● **ITEMS**:
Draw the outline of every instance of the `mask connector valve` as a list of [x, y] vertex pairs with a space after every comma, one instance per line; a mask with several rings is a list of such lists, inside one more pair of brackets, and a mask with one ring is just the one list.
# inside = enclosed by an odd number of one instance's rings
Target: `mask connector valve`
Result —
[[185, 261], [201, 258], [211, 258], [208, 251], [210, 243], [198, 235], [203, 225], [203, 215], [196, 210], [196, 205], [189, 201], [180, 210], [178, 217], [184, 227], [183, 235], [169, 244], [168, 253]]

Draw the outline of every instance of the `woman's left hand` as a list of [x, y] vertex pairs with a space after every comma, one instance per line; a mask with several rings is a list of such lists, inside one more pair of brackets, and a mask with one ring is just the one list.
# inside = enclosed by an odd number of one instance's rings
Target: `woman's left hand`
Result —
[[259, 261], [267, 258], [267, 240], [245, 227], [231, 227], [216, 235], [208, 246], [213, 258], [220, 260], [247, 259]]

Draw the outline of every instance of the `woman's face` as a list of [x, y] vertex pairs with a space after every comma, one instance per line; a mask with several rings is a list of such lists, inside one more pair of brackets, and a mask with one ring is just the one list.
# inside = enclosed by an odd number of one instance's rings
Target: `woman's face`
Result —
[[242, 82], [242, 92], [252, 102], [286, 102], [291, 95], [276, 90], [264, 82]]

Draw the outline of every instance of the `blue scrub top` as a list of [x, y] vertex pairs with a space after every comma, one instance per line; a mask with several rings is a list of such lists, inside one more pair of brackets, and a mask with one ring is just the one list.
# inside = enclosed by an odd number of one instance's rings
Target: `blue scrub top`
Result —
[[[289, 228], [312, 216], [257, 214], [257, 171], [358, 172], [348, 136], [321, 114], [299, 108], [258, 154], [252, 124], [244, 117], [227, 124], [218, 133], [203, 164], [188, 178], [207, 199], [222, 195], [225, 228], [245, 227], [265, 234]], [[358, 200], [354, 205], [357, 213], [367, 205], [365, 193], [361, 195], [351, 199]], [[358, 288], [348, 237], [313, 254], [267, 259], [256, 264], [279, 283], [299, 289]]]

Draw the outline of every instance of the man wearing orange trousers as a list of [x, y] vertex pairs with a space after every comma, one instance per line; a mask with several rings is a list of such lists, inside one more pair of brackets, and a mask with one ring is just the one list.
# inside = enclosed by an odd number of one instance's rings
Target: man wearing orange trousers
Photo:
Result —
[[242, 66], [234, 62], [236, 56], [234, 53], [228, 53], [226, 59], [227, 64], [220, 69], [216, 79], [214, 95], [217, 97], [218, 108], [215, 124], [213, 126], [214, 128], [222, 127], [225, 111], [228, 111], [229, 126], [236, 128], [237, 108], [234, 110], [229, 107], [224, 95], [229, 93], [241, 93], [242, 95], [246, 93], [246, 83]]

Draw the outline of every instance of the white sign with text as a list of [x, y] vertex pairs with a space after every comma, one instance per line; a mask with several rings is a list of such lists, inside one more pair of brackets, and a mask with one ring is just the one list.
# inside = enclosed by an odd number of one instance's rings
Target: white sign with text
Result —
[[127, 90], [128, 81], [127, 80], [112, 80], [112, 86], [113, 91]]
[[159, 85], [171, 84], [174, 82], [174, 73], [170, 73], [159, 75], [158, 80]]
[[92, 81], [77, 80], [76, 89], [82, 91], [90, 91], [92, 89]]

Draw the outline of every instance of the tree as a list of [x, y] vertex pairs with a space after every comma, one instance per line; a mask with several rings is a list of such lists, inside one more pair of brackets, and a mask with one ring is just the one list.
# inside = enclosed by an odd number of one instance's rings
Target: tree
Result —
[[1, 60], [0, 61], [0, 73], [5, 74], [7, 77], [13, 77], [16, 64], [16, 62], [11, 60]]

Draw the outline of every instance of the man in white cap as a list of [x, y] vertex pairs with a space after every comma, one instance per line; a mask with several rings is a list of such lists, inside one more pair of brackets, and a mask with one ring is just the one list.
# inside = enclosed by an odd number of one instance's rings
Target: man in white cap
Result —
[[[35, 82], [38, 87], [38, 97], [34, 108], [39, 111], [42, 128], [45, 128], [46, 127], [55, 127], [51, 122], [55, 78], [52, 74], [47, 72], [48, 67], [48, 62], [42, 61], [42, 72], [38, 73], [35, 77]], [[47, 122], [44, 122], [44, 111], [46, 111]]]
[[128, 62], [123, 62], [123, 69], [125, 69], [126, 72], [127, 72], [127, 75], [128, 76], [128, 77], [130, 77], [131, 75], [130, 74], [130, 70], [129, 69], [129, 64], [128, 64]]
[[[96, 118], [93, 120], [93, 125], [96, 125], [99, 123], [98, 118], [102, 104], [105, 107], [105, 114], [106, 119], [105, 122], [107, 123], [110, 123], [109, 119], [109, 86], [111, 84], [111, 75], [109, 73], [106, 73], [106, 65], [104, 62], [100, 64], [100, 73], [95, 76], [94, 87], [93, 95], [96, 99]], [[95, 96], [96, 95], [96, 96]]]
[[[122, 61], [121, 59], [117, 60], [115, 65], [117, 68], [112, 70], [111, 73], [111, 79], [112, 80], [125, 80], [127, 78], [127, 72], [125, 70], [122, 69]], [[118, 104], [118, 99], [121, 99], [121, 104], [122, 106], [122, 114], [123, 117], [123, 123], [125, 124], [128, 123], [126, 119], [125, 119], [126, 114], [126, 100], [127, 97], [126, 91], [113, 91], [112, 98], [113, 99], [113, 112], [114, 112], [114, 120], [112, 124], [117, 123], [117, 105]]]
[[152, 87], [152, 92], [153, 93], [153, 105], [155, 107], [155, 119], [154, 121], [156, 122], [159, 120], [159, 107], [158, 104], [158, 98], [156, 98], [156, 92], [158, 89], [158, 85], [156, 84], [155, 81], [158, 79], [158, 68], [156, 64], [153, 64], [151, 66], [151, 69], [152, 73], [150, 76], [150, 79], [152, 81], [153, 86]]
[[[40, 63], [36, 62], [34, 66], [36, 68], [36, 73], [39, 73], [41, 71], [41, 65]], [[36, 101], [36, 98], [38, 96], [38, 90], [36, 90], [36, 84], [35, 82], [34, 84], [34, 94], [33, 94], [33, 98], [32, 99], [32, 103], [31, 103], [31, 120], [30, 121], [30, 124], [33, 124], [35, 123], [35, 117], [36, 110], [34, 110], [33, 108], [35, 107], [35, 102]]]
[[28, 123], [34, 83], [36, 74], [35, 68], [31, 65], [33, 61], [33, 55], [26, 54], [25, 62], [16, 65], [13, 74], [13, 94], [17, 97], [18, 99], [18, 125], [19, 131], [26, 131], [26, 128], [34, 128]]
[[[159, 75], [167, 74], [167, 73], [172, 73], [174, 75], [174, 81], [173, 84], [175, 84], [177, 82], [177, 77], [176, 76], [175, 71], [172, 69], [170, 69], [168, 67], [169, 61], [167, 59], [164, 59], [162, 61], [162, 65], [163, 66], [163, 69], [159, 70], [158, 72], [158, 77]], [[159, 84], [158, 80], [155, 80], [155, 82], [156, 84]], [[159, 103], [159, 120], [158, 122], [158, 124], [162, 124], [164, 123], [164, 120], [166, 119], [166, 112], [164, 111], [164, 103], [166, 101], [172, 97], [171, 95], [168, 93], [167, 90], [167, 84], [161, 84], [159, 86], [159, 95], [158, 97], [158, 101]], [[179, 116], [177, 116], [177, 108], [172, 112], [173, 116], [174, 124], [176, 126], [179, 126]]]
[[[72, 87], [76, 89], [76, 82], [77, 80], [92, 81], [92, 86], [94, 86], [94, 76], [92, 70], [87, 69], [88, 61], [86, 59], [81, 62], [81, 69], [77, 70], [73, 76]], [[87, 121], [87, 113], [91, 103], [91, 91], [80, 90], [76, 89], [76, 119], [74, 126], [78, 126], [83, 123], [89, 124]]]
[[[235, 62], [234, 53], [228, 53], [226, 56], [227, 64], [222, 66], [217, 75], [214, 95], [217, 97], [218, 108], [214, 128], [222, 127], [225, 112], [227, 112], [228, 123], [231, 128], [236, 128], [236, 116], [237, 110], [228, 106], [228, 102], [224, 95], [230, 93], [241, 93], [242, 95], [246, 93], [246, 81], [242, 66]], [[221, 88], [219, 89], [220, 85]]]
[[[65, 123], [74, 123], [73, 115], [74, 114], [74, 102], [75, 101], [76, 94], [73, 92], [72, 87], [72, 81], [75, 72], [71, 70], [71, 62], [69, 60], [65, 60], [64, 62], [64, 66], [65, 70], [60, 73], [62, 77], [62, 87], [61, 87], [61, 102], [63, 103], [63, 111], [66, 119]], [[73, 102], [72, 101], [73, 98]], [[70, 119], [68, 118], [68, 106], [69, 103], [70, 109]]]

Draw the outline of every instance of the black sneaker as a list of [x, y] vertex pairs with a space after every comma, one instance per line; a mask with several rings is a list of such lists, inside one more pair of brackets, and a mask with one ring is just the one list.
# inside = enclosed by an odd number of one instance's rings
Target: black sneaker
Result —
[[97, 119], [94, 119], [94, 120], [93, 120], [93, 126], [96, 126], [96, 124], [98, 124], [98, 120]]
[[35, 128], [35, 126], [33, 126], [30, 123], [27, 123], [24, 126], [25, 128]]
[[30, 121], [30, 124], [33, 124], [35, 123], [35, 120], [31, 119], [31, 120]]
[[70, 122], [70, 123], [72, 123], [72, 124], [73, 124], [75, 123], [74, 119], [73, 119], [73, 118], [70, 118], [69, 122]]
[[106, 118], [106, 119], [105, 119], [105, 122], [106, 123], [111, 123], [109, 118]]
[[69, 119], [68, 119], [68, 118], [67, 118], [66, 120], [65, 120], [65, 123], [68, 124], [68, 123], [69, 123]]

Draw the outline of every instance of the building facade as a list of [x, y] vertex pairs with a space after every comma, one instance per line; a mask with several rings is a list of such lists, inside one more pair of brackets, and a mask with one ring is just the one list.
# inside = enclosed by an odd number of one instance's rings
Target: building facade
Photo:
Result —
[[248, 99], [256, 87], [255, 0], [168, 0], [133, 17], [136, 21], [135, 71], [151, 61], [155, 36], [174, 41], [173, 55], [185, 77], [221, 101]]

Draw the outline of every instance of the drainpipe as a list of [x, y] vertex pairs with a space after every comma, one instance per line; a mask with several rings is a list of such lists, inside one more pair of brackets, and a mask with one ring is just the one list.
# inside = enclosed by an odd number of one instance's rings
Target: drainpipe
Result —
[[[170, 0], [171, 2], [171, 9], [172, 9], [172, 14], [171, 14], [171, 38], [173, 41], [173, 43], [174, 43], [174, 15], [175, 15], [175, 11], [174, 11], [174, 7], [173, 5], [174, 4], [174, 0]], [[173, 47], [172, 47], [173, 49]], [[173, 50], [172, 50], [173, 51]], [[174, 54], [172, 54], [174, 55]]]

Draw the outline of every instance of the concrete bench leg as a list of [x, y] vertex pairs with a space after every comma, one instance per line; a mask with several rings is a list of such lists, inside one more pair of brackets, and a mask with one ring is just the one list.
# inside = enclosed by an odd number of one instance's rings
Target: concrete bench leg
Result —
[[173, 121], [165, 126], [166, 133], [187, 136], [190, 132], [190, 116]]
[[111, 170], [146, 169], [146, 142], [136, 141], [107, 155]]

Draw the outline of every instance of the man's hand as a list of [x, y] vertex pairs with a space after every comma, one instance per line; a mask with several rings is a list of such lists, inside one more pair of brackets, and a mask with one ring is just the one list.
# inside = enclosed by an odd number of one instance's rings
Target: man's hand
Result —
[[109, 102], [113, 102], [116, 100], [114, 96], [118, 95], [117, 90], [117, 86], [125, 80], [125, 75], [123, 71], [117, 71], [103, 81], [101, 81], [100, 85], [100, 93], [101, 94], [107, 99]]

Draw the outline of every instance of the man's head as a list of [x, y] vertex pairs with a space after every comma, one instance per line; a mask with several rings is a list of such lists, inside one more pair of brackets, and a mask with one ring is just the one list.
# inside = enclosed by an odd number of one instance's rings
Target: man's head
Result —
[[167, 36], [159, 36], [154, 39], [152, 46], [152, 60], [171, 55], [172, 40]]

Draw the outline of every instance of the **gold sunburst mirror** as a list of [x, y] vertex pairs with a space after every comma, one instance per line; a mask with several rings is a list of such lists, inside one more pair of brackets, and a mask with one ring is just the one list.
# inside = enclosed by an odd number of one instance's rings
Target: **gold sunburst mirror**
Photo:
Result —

● **STATED PROBLEM**: Please duplicate the lines exactly, starting with the line that contains "Draw the outline of every instance of the tree" and going on through the line that contains "62], [11, 60]]".

● **CORRECT RESULT**:
Draw the outline of every instance of the tree as a list of [x, y] vertex pairs with a space after every comma, one instance per line; a mask with several rings is a list of such lists, inside one more pair of brackets, and a mask with one ring is just the one list.
# inside = enclosed by an odd number of one instance's rings
Target: tree
Result —
[[1, 60], [0, 61], [0, 73], [5, 74], [7, 77], [13, 77], [16, 64], [16, 62], [11, 60]]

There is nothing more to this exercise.